Jumat, 27 September 2013

Ibu Yang Sekuat 1000 Laki-Laki


Di sebuah masjid di perkampungan Mesir, suatu sore. Seorang guru mengaji sedang mengajarkan murid-muridnya membaca Al Qur'an. Mereka duduk melingkar dan berkelompok. 

Tiba-tiba, masuk seorang anak kecil yang ingin bergabung di lingkaran mereka. Usianya kira-kira 9 tahun. Sebelun menempatkannya di satu kelompok, sang guru ingin tahu kemampuannya. Dengan senyumnya yang lembut, ia bertanya pada anak yang baru masuk itu, "Adakah surat yang kamu hapal dalam Al Qur'an?" "Ya", jawab anak itu singkat. 

"Kalau begitu, coba hapalkan salah satu surat dari juz 'Amma?" pinta sang guru.

Yang Ditanyakan -
1/ Sebutkan semua orang atau kelompok orang yang hadir di masjid dalam bagian kisah cerita di masjid Mesir itu, tanpa menghitung judulnya.
2/ Menurut cerita di masjid Mesir itu, berapa kira-kira usia anak kecil yang ingin bergabung?

(Cuplikan dataset anotasi lokasi)
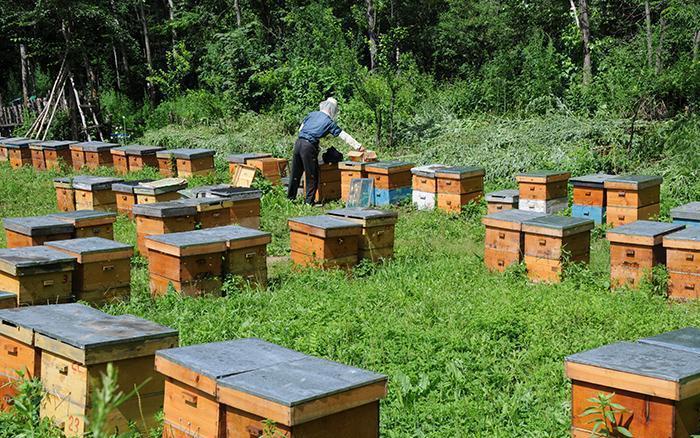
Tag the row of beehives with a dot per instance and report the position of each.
(240, 388)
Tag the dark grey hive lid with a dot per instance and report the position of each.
(222, 359)
(164, 209)
(643, 359)
(301, 381)
(37, 225)
(689, 211)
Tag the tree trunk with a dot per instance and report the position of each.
(586, 39)
(372, 34)
(25, 74)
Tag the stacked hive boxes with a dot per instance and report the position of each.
(632, 198)
(216, 390)
(683, 261)
(457, 186)
(392, 181)
(424, 183)
(635, 249)
(103, 269)
(326, 241)
(544, 192)
(657, 381)
(504, 243)
(502, 200)
(589, 197)
(552, 241)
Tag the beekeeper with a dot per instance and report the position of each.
(315, 126)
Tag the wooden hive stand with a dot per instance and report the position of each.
(191, 261)
(552, 241)
(245, 205)
(18, 152)
(543, 192)
(635, 249)
(74, 356)
(191, 408)
(392, 181)
(424, 184)
(191, 162)
(502, 200)
(65, 195)
(457, 186)
(377, 239)
(33, 231)
(655, 379)
(589, 197)
(683, 262)
(631, 198)
(326, 241)
(302, 397)
(95, 193)
(162, 190)
(161, 218)
(89, 223)
(504, 243)
(36, 274)
(18, 352)
(51, 154)
(688, 214)
(126, 198)
(349, 170)
(103, 269)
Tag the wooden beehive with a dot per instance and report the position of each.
(655, 380)
(36, 274)
(103, 269)
(18, 152)
(190, 162)
(98, 154)
(191, 261)
(457, 186)
(349, 170)
(631, 198)
(392, 181)
(125, 196)
(65, 195)
(33, 231)
(89, 223)
(683, 262)
(504, 242)
(544, 192)
(502, 200)
(246, 252)
(191, 373)
(95, 193)
(326, 241)
(688, 214)
(424, 184)
(377, 240)
(552, 241)
(300, 398)
(589, 197)
(166, 163)
(18, 353)
(74, 356)
(161, 218)
(635, 249)
(162, 190)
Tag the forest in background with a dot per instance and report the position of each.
(399, 68)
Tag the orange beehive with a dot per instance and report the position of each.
(635, 249)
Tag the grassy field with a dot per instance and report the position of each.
(468, 352)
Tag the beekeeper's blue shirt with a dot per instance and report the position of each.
(317, 125)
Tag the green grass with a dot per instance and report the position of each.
(468, 352)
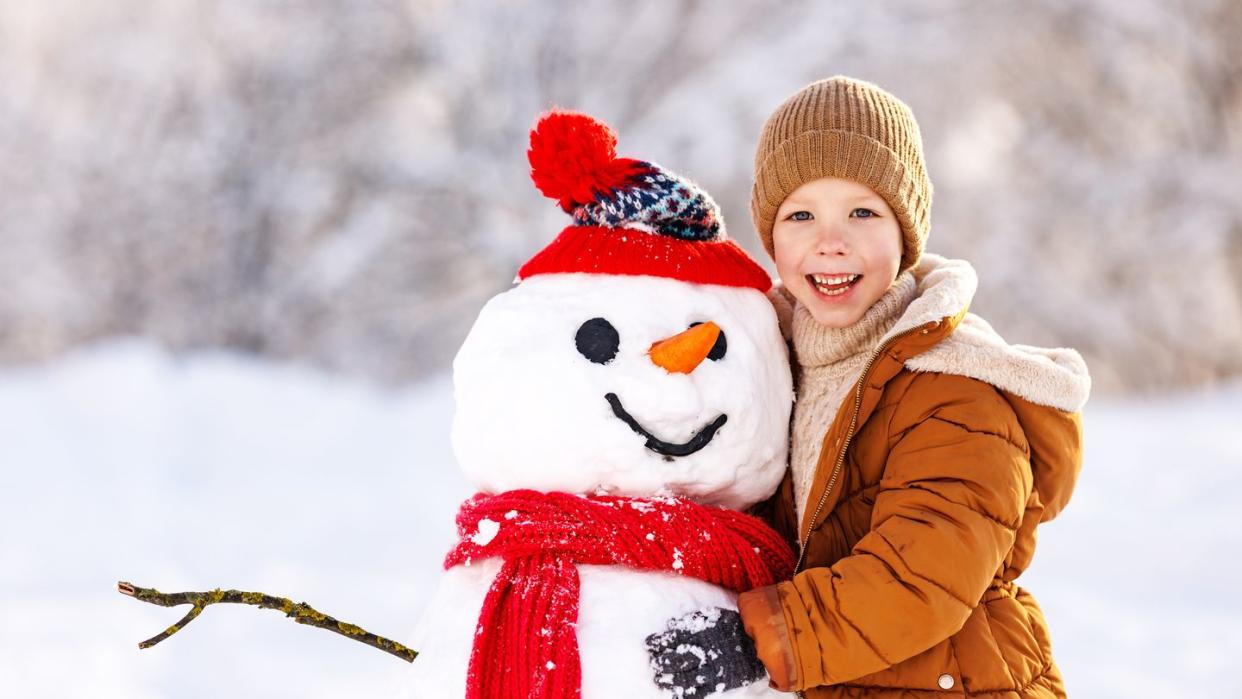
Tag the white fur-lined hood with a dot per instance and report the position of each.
(1055, 378)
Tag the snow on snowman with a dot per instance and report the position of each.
(617, 409)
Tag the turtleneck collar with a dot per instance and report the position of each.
(819, 345)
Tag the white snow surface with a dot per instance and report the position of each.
(122, 462)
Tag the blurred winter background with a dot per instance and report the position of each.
(240, 242)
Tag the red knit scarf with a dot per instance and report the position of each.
(525, 644)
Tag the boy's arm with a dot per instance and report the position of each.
(950, 500)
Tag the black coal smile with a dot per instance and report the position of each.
(697, 442)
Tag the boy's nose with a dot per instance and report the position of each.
(831, 241)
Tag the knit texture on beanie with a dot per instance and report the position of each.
(841, 127)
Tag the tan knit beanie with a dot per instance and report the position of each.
(841, 127)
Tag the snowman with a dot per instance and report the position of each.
(616, 410)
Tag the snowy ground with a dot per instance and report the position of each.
(123, 463)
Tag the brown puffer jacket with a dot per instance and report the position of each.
(935, 472)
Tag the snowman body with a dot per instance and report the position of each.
(619, 608)
(557, 390)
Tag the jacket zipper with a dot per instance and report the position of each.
(853, 422)
(841, 457)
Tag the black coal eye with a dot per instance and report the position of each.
(598, 340)
(719, 348)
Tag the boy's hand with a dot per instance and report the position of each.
(706, 651)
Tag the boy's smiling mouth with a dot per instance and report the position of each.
(832, 284)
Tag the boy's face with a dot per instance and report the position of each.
(838, 247)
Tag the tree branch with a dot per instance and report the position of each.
(301, 612)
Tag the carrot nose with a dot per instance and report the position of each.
(683, 351)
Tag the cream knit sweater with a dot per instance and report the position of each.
(830, 361)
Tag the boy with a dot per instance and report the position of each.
(924, 448)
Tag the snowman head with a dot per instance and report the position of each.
(637, 355)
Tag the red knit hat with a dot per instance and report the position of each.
(630, 216)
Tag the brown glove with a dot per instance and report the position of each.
(764, 621)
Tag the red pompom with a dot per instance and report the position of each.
(573, 155)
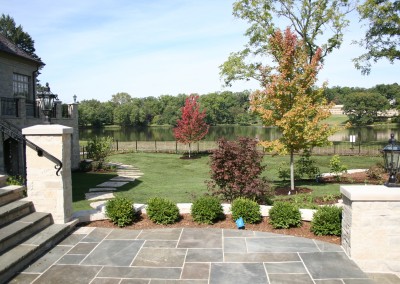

Jawaban Latihan -
1/
- Seorang guru mengaji
- Murid-murid sang guru
- Seorang anak kecil yang baru masuk

2/ Kira-kira 9 tahun.